▶ _EXERCICE DONNÉ 1_:
Répondez à ces questions à partir du texte sur l'impact du numérique ci-dessous :
(a) Quelle mémoire avait l'ordinateur qui a guidé la mission Apollo en 1969 ?
(b) Quelle part des émissions mondiales de gaz à effet de serre le numérique représentait-il en 2020 ?
(c) Quel était le poids médian d'une page web en 2021 ?
━━━━━ TEXTE FOURNI
Réinventer le numérique

PARTIE 1 – INTRODUCTION, CHATON, ECO-CONCEPTION !

Malgré toutes ses promesses de progrès, le numérique a un impact environnemental à l’image de sa courbe de croissance : vertigineux. Dans cette série d’articles, nous explorerons les défis environnementaux auxquels le secteur IT est confronté, ainsi que les initiatives d’ores-et-déjà en marche pour construire un avenir numérique plus respectueux de l’environnement. On se met au vert ?

De la Lune à votre boîte mail : l’explosion de la consommation numérique

En 1969, l’ordinateur qui a guidé la mission Apollo et permis d’aller sur la Lune avait une mémoire de 72 Ko. C’est avec cette capacité de stockage que l’humanité a réussi à faire un pas de géant, en posant le pied sur un territoire inexploré, à des milliers de kilomètres de la Terre. Aujourd’hui, la taille moyenne d’un e-mail au format HTML est de… 81 Ko. Oui, vous avez bien lu. Un simple e-mail que nous envoyons quotidiennement pèse plus lourd que le système qui a permis à l’homme de marcher sur la Lune.

A votre avis, combien de Ko cette photo ?

Cela donne une idée de l’explosion de la consommation de ressources numériques au cours des dernières décennies. Si la technologie informatique a apporté bon nombre de bénéfices à notre vie quotidienne, cette croissance exponentielle s’accompagne d’un impact environnemental considérable. En 2020, le secteur du numérique représentait entre 2,1 et 3,9% des émissions mondiales de gaz à effet de serre, se situant quelque part entre les émissions de tous les avions du monde (environ 2%) et de tous les camions du monde (autour de 4%). Et la tendance n’est pas à la baisse.

Rien qu’en France, à horizon 2030, l’ADEME et l’Arcep estiment que l’empreinte carbone du numérique pourrait augmenter de +45% par rapport à 2020. En 2050, si rien n’est fait, c’est fois 3.

Taux d’évolution des 4 scénarios prospectifs d’émissions de CO2eq du numérique en 2050 (sur tout le cycle de vie) par rapport à 2020 de l’étude ADEME-Arcep

Au-delà du CO2, l’empreinte cachée du numérique

Mais l’impact du numérique ne se limite pas aux émissions de gaz à effet de serre, ce serait trop simple. Il a également des conséquences massives sur la consommation de ressources (métaux, eau, énergie…), en particulier lors de la phase de fabrication. Extraction, transport, transformation, 75% des impacts environnementaux du secteur IT surviennent lors de la fabrication des appareils.

Cette obsolescence du matériel est causée par la couche logicielle : applications, sites web, logiciels, jeux vidéos… Plus un service numérique est lourd, plus l’utilisateur aura besoin de renouveler sa machine pour un appareil plus puissant. A titre d’exemple, le poids médian d’une page web est passé de 14 Ko en 1995, à 500 Ko en 2011, à 2,1 Mo en 2021. 2,1 Mo, c’est à quelques milliers d’octets près le poids du premier jeu vidéo Doom sorti en 1993. Il comportait pourtant du graphisme 3D, un gameplay de tir à la première personne, une dizaine d’ennemis, de la musique… Aujourd’hui, avec 2 Mo on affiche un chaton qui cligne des yeux sur un bandeau publicitaire. Nous avons évolué de la conquête spatiale et des jeux vidéos révolutionnaires à des chatons clignotants. Et tout cela pour quoi ? Pour que vous cliquiez sur une pub de croquettes.
━━━━━━━━━━
▶ _EXERCICE DONNÉ 2_:
Réimprimez sans rien changer toutes les lignes des données enregistrées qui suivent.
━━━━━ LIGNES DE DONNÉES
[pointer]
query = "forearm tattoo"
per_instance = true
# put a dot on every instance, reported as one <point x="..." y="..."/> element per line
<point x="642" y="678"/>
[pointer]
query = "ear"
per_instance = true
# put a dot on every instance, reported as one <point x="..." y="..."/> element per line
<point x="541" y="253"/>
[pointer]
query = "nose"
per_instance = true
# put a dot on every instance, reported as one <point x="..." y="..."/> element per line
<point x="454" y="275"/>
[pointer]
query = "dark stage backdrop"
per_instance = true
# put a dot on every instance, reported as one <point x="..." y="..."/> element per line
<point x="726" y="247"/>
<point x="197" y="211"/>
━━━━━━━━━━
▶ _RÉPONSE ATTENDUE 1_:
(a) 72 Ko.
(b) Entre 2,1 et 3,9 %.
(c) 2,1 Mo.

▶ _RÉPONSE ATTENDUE 2_:
[pointer]
query = "forearm tattoo"
per_instance = true
# put a dot on every instance, reported as one <point x="..." y="..."/> element per line
<point x="642" y="678"/>
[pointer]
query = "ear"
per_instance = true
# put a dot on every instance, reported as one <point x="..." y="..."/> element per line
<point x="541" y="253"/>
[pointer]
query = "nose"
per_instance = true
# put a dot on every instance, reported as one <point x="..." y="..."/> element per line
<point x="454" y="275"/>
[pointer]
query = "dark stage backdrop"
per_instance = true
# put a dot on every instance, reported as one <point x="..." y="..."/> element per line
<point x="726" y="247"/>
<point x="197" y="211"/>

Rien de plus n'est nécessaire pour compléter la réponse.